— Exercise requirements —
Rewrite all of the rows below, changing "one dot per instance" to "one point per instance" wherever it occurs and keeping all other text the same.

=== Dataset rows ===

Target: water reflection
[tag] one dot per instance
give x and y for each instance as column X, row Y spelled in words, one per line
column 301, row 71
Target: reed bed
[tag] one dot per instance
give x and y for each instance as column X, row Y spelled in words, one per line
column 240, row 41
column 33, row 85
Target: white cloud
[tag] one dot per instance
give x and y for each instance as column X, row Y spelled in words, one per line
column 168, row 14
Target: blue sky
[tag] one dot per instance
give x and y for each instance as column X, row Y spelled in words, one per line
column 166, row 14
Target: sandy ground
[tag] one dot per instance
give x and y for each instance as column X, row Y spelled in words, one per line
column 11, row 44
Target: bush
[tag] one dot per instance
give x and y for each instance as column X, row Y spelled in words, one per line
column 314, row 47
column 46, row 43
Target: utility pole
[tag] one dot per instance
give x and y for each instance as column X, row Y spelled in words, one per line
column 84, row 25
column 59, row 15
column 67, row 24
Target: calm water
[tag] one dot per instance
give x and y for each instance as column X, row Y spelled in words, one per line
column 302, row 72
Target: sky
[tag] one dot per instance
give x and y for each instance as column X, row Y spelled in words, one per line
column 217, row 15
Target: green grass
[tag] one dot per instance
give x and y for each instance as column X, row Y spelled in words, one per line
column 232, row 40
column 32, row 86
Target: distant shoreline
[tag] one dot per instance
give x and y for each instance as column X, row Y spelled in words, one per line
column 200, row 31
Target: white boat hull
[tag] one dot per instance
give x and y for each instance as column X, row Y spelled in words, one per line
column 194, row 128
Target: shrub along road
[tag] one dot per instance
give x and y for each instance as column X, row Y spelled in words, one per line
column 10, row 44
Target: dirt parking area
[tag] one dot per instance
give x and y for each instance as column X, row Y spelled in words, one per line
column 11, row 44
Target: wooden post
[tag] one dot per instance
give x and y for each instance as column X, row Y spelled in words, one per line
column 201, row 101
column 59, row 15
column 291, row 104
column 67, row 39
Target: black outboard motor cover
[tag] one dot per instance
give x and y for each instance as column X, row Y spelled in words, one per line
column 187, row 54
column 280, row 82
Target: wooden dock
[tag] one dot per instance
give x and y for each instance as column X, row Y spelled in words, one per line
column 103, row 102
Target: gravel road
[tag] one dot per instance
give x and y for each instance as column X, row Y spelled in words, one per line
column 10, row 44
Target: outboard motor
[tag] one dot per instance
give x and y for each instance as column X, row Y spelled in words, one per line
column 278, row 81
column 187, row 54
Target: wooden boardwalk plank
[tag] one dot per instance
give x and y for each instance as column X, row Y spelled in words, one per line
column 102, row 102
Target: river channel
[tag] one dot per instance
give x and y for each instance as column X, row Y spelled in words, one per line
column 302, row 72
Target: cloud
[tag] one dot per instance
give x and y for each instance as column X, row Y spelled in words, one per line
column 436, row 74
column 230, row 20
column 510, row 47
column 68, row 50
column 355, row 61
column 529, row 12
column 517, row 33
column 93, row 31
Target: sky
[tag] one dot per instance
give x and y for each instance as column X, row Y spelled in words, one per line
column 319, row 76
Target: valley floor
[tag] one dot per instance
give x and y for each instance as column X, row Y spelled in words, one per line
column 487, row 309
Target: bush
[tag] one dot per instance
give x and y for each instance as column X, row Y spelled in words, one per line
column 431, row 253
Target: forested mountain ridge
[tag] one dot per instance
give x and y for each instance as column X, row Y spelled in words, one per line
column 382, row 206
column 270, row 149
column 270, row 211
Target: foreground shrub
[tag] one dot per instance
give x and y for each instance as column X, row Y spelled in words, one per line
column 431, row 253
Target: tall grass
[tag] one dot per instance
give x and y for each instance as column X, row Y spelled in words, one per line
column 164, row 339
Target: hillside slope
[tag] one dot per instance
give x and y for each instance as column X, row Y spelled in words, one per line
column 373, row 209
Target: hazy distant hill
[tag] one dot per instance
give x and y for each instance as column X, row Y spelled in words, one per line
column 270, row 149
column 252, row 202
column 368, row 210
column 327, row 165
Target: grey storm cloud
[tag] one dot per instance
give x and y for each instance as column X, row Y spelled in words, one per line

===

— Response —
Target: water reflection
[tag] one point per instance
give x and y for each instance as column X, row Y spelled in words, one per line
column 301, row 71
Target: reed bed
[tag] one point per instance
give x and y for each instance as column X, row Y spelled in words, one per line
column 240, row 41
column 33, row 85
Target: white cloud
[tag] one point per instance
give x and y for each instance as column X, row Y spelled in words, one per line
column 168, row 14
Target: blue sky
[tag] one point per instance
give x and y for each instance as column X, row Y spelled in words, one per line
column 166, row 14
Target: sandy ground
[tag] one point per instance
give x and y for each instance as column X, row Y spelled in words, one per line
column 11, row 44
Target: bush
[tag] one point per instance
give x and y for each instance as column X, row Y spelled in words, one per line
column 314, row 47
column 46, row 43
Target: utility pole
[tag] one point per instance
give x and y for each instance as column X, row Y spelled in words, one per line
column 84, row 25
column 59, row 15
column 67, row 24
Target: calm water
[tag] one point per instance
give x and y for each instance as column X, row Y spelled in words, one per line
column 302, row 72
Target: sky
[tag] one point per instance
give x and y for each instance as column X, row Y spelled in words, one per line
column 217, row 15
Target: green grass
[tag] one point per instance
give x and y for each instance as column X, row Y spelled in words, one per line
column 232, row 40
column 32, row 86
Target: distant shoreline
[tag] one point per instance
give x and y for each instance as column X, row Y spelled in words, one per line
column 200, row 31
Target: white boat hull
[tag] one point per instance
give x and y for each instance as column X, row Y spelled in words, one per line
column 194, row 128
Target: shrub along road
[tag] one point per instance
give x and y for each instance as column X, row Y spelled in words, one per line
column 10, row 44
Target: dirt parking area
[tag] one point per instance
give x and y for each instance as column X, row Y spelled in words, one per line
column 11, row 44
Target: wooden post
[tag] one point per instance
give x and y for each instance as column X, row Y spelled in words, one per line
column 201, row 101
column 59, row 15
column 291, row 104
column 67, row 39
Target: black outboard motor cover
[tag] one point per instance
give x and y for each instance as column X, row Y spelled in words, one per line
column 187, row 54
column 280, row 82
Target: wooden dock
[tag] one point per instance
give x and y for each instance as column X, row Y spelled in words, one per line
column 103, row 102
Target: gravel road
[tag] one point per instance
give x and y for each instance as column X, row Y spelled in words, one per line
column 10, row 44
Target: outboard motor
[tag] one point per instance
give x and y for each instance as column X, row Y spelled in words, one per line
column 278, row 81
column 187, row 54
Target: wooden boardwalk plank
[tag] one point per instance
give x and y for each instance as column X, row Y spelled in words, one per line
column 102, row 102
Target: river channel
[tag] one point per instance
give x and y for each instance as column X, row Y spelled in words, one per line
column 302, row 72
Target: cloud
[tag] one point per instance
give x and y for each instance as column X, row Y spelled in words, one per line
column 436, row 74
column 230, row 20
column 510, row 47
column 68, row 50
column 355, row 61
column 529, row 12
column 517, row 33
column 93, row 31
Target: sky
[tag] one point per instance
give x and y for each instance as column X, row Y spelled in words, one per line
column 319, row 76
Target: valley floor
[tag] one point per instance
give x and y for each instance as column X, row Y spelled in words, one per line
column 487, row 309
Target: bush
[tag] one point per instance
give x and y for each instance as column X, row Y spelled in words, one per line
column 431, row 253
Target: forested mountain ridge
[tag] one point per instance
give x and y for each instance as column X, row Y spelled in words, one per line
column 382, row 206
column 270, row 149
column 270, row 211
Target: foreground shrub
[tag] one point per instance
give x and y for each instance as column X, row Y spelled in words, one per line
column 431, row 253
Target: tall grass
[tag] one point per instance
give x and y for each instance as column X, row Y spelled in words, one per line
column 164, row 339
Target: hillside slope
[tag] one point per instance
give x and y for each instance as column X, row Y spelled in words, one per line
column 373, row 209
Target: hazy distant hill
[tag] one point per instance
give x and y for each instance as column X, row Y spelled in words, one per line
column 270, row 149
column 252, row 202
column 368, row 210
column 327, row 165
Target: grey storm cloud
[tag] one point per instance
give x and y for each instance as column X, row Y spelled in words, one per line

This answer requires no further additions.